* _WHAT YOU WILL DO_:
Exactly as written, transcribe each record below.

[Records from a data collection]
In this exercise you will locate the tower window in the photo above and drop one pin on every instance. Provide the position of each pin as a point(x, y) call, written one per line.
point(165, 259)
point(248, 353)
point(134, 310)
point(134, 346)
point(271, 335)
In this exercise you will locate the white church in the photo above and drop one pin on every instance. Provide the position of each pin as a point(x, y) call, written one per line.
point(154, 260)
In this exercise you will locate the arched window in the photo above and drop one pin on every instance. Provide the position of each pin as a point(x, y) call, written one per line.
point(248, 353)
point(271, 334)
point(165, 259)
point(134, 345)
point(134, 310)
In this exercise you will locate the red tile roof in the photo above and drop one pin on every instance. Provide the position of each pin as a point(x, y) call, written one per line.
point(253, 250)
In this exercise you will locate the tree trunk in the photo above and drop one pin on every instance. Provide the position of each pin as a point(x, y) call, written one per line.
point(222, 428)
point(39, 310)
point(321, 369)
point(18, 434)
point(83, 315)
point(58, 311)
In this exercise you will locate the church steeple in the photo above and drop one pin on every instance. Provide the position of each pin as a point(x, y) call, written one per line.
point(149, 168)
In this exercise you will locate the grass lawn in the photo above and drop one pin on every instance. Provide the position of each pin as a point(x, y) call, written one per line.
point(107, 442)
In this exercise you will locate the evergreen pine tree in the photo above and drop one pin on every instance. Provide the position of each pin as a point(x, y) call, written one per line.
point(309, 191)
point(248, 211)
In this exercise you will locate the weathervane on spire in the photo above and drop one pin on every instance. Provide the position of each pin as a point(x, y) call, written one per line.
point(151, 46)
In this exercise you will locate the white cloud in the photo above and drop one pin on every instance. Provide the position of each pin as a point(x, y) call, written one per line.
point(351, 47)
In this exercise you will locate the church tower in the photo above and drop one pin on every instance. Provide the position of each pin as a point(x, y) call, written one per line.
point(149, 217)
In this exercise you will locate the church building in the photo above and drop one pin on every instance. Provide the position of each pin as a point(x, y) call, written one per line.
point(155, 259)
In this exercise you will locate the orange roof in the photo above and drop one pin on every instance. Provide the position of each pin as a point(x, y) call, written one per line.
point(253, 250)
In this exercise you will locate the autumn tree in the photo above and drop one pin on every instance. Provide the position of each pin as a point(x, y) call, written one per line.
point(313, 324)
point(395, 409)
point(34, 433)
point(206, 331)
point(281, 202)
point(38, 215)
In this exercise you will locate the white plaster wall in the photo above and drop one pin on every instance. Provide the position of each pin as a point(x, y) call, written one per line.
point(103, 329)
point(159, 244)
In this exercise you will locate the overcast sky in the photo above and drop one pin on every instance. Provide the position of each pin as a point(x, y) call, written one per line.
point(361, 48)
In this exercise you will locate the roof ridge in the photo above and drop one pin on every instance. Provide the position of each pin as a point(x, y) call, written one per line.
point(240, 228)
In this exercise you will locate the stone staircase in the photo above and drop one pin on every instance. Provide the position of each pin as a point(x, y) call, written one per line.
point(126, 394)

* _EXPECTED ANSWER_:
In this exercise you will locate the tower window in the photo above and drop one pin on every instance. Provide the position of each pin as a point(x, y) call, written one per line.
point(165, 259)
point(248, 353)
point(134, 310)
point(134, 346)
point(271, 335)
In this exercise you will locate the white church in the photo above and drop one pin on every instance. Provide the position of each pin as a point(x, y) call, written one per line.
point(154, 260)
In this exercise you will locate the arched window in the photo above and drop one pin on every instance. Provide the position of each pin as a point(x, y) call, written one per line.
point(248, 353)
point(271, 334)
point(165, 259)
point(134, 345)
point(134, 310)
In this exercise you will locate the red tile roof in the photo above and drop one pin on every instance. Provide the position of each pin as a point(x, y) call, written one per line.
point(253, 250)
In this exercise you will locate the tree trunk in the photo above and drop one pin on every instance. Provide the position of each pin as a point(x, y) call, written one per line.
point(222, 428)
point(39, 310)
point(321, 369)
point(18, 434)
point(83, 315)
point(58, 311)
In this exercise you will locate the church steeple in the photo above and drop one pin on every instance. Provide the position of each pin as a point(x, y) call, written one per line.
point(149, 168)
In this exercise you will locate the grass lawn in the photo above and drop one pin on every instance. Provide the position of each pin as a point(x, y) call, written one per line.
point(107, 442)
In this exercise you will locate the evergreen pine tree in the photo above and drop one pin on every instance. Provide the position of each pin as a point(x, y) call, written one per line.
point(309, 191)
point(248, 211)
In this exercise you will locate the weathervane on spire in the photo above and drop one pin on every instance. Provide the position of each pin as a point(x, y) call, written one per line.
point(151, 46)
In this exercise you will locate the white cloud in the photo above and drop one pin on every instance. Provide the position of each pin as a point(x, y) call, written one per line.
point(351, 47)
In this exercise you will locate the church tower in the photo above and drop one pin on every instance. Provide the position of each pin as a point(x, y) call, written one per line.
point(149, 217)
In this exercise you will locate the church building in the photo above and drop one pin on every instance. Provide the position of each pin as a point(x, y) call, written one per line.
point(155, 259)
In this exercise you will locate the orange roof in the photo above and drop one pin on every instance. Provide the position of each pin as a point(x, y) call, written one per line.
point(253, 250)
In this exercise you will locate the autumn tree in the photo above and drop one pin on every instance. Provide the position of each pin as a point(x, y) call, written one per line.
point(313, 324)
point(395, 409)
point(34, 433)
point(206, 331)
point(281, 202)
point(38, 215)
In this exercise you will locate the white plaster wall in the photo above and drop one pin on every instance. Provide the position of each pin as a point(x, y) call, written one per line.
point(103, 329)
point(159, 244)
In this exercise you will locate the overcast sky in the photo above and drop one pin on every instance. Provide the position of each pin as a point(x, y) call, written one per line.
point(361, 48)
In this exercise you will locate the roof ridge in the photo above and drop one pin on every instance. Provide the position of each pin as a point(x, y) call, written one per line.
point(240, 228)
In this exercise you will locate the stone staircase in the photo above and drop one pin on every instance. Provide the position of each pin as a point(x, y) call, written one per line.
point(126, 394)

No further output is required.